-- Document excerpt follows --
Abigail is no stranger to adversity. Even before she was born, her parents were told that her life would be difficult. On a routine ultrasound she was diagnosed with a clubbed foot and a heart murmur. This prompted increased checkups and monitoring from her doctor. At 37 weeks, it was found that Abby was not going to make it to full-term because of low amniotic fluid and a possible amniotic band that could lead to complications.
Every birth has trials and tribulations, and Abigail’s was no exception. In addition to her doctor being stuck in traffic when she was born, Abby’s bad news wasn’t over that day. After a skillful delivery at Erlanger, doctors found that Abigail had dysplasia in both hips, an imperforate anus, and only one kidney.
Abigail was admitted to the neonatal intensive care unit (NICU) where several physicians evaluated each of her medical issues. There were delays, tests, feeding difficulties, and lots of heartache during her 11-day stay in the NICU – but she was finally able to come home.
Getting past initial ailments
The following months were filled with doctor’s appointments. Abigail was barely one month old and already had six physicians. Only two weeks out of the hospital, she had to return every Thursday for eight weeks to get a new cast to help correct her clubbed foot. She wore a harness for her hips, and had echocardiograms and ultrasounds for her heart and kidney. But over her first year and a half, with a lot of help from her doctors, Abigail grew beyond most of her ailments and was making great strides to being the little girl that her parents knew she was inside. She had a long road ahead, but you’d never think that she knew a moment of pain or grief if you looked into her beautiful blue eyes and happy face.
-- Document excerpt concluded --
* _Problem set_
(A) Decide whether each statement agrees with the story about Abigail above: (i) Abigail spent 11 days in the NICU. (ii) Abigail was born with two kidneys. (iii) Abigail went back every Thursday for eight weeks to get a new cast for her clubbed foot. For each, answer yes or no and quote the words from the story that settle it.
(B) In the story about Abigail above, how many physicians did she have when she was barely one month old?
(C) Extend the story about Abigail, starting after its last sentence.
-- Record excerpts follows --
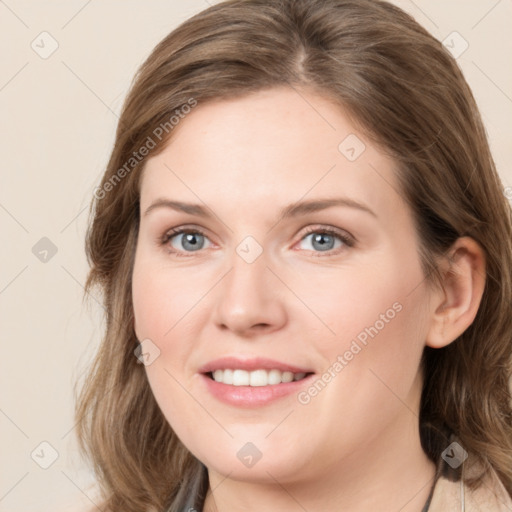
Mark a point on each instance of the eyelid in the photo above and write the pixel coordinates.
(344, 236)
(347, 239)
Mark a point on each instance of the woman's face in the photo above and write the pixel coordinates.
(301, 262)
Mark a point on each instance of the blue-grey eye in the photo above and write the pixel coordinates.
(190, 241)
(321, 241)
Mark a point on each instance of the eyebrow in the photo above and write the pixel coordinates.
(292, 210)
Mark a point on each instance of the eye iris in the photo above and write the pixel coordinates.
(326, 241)
(191, 238)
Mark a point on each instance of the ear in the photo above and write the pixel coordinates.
(455, 304)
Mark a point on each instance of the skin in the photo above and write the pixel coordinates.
(356, 442)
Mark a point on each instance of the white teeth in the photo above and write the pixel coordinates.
(255, 378)
(240, 378)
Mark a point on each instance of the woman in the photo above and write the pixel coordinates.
(305, 254)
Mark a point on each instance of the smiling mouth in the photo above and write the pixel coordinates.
(255, 378)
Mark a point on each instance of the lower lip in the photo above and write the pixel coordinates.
(253, 396)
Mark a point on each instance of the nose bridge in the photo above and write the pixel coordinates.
(247, 296)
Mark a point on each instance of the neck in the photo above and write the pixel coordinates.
(391, 472)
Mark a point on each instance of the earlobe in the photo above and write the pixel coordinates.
(456, 303)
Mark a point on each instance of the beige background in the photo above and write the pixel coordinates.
(57, 127)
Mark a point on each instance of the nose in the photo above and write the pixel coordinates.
(249, 299)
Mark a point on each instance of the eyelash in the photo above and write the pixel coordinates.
(347, 240)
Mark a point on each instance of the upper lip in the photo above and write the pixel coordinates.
(250, 364)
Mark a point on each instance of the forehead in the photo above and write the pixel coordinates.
(270, 148)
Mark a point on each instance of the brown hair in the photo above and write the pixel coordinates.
(407, 93)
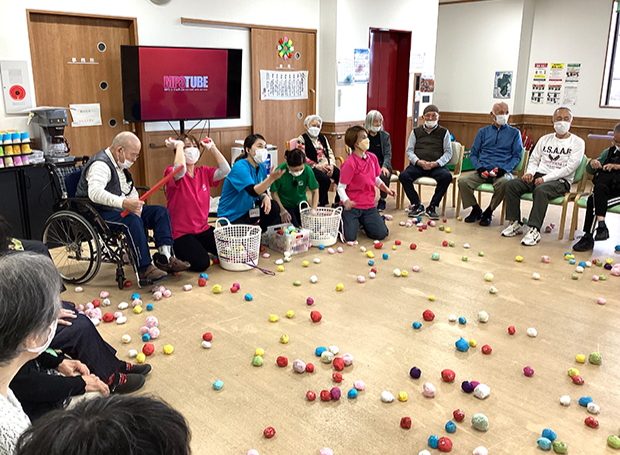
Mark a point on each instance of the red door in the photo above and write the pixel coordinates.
(388, 87)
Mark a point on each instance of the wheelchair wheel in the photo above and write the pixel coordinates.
(74, 246)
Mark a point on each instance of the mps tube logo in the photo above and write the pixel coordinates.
(186, 83)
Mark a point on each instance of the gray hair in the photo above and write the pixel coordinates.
(29, 300)
(371, 117)
(563, 108)
(310, 118)
(125, 139)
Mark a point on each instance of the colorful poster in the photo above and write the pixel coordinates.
(502, 86)
(554, 92)
(538, 94)
(540, 72)
(573, 73)
(283, 85)
(361, 61)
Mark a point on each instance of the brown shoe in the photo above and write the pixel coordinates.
(153, 273)
(171, 265)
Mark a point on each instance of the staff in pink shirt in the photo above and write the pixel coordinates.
(359, 175)
(188, 195)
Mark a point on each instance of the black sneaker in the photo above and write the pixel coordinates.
(416, 210)
(134, 382)
(586, 243)
(475, 215)
(431, 213)
(602, 233)
(486, 218)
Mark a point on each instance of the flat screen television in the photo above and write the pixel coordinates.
(172, 83)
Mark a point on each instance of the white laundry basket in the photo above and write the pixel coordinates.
(238, 245)
(324, 226)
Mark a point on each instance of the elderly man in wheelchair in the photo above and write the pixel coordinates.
(106, 182)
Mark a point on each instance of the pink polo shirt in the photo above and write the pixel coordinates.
(189, 200)
(360, 175)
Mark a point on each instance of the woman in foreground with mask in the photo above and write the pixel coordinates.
(358, 179)
(381, 147)
(189, 196)
(29, 308)
(320, 158)
(244, 198)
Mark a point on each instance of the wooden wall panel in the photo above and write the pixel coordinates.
(156, 156)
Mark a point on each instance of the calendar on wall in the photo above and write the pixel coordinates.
(283, 85)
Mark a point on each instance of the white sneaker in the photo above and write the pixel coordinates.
(513, 229)
(531, 238)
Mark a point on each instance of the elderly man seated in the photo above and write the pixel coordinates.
(107, 182)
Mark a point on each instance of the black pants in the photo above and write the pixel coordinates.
(295, 215)
(264, 220)
(81, 341)
(440, 174)
(325, 182)
(606, 194)
(195, 249)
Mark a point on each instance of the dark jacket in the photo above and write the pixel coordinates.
(40, 389)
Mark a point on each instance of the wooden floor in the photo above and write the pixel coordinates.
(373, 322)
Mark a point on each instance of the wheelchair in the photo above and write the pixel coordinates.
(79, 239)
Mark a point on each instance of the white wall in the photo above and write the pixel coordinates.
(474, 40)
(161, 25)
(470, 37)
(356, 17)
(573, 31)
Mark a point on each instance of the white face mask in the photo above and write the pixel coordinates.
(501, 120)
(47, 343)
(561, 128)
(314, 131)
(261, 155)
(192, 154)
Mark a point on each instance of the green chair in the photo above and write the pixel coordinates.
(488, 187)
(581, 177)
(581, 202)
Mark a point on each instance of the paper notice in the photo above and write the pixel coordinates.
(85, 114)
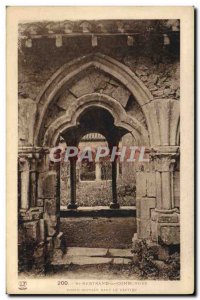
-- Record excerpts concluded --
* _Results_
(A)
(i) Yes: "her 11-day stay in the NICU"
(ii) No: "and only one kidney"
(iii) Yes: "she had to return every Thursday for eight weeks to get a new cast to help correct her clubbed foot"

(B) Six.

(C)
In the very beginning of 2015, Abigail developed the RSV, a respiratory virus, for the third time. Her doctor prescribed the typical breathing treatments, and she seemed to be getting better. Then on the morning of a neurology appointment, Abigail developed a fever and began having a seizure in the hospital waiting room. Abby’s mother and grandmother rushed her upstairs to the Children’s emergency room where the physicians took over. After several terrifying hours, Abigail was stabilized from her seizure and admitted to the pediatric intensive care unit (PICU) for observation and further diagnostics.
Finding the cause of the seizure was an arduous task. A wide array of tests shed little light on the problem – and took place while Abby was still fighting the RSV. After what seemed like days of hope, tears, and prayer, she was put on a ventilator for a chance to get some rest for her weary little body.
During the 18 days Abby was on the ventilator, she came down with a secondary virus in conjunction with the RSV. The combination was brutal on her respiratory system and delayed her healing.
When it was finally time to wake Abigail up, she was ready to play. She was weary from the medication and a bit weak from the bed, but ready to climb a mountain if given half the chance. She was kept for observation for a few days while the bulk of her medication wore off. She had been in the hospital for 25 days.
Shortly after returning home, some physical therapy, and getting back into her very wide groove, Abby was ready to go at it at full steam again.
Making all the difference
Most recently, Abby had an exploratory surgery on her club foot where it was found that in addition to having no ACL, she is also missing several other tendons in her leg. She was back in leg casts for the six weeks following the procedure, and still wears braces on her legs during the day to help her walk. Since her first NICU stay, she wears a brace across her feet at night.
Fortunately, Abby has been released from the cardiologist for two years, has had no problems with her kidney, and has no sign of hip dysplasia. With no further seizure activity, Abby is developing well, and still loves to play.
Abby has seen almost every specialty in the hospital, and has had two ICU stays in three years. Abby’s mom, Dana says, “While this is something no parent should have to face, the doctors and nurses at Children’s Hospital at Erlanger made all the difference.”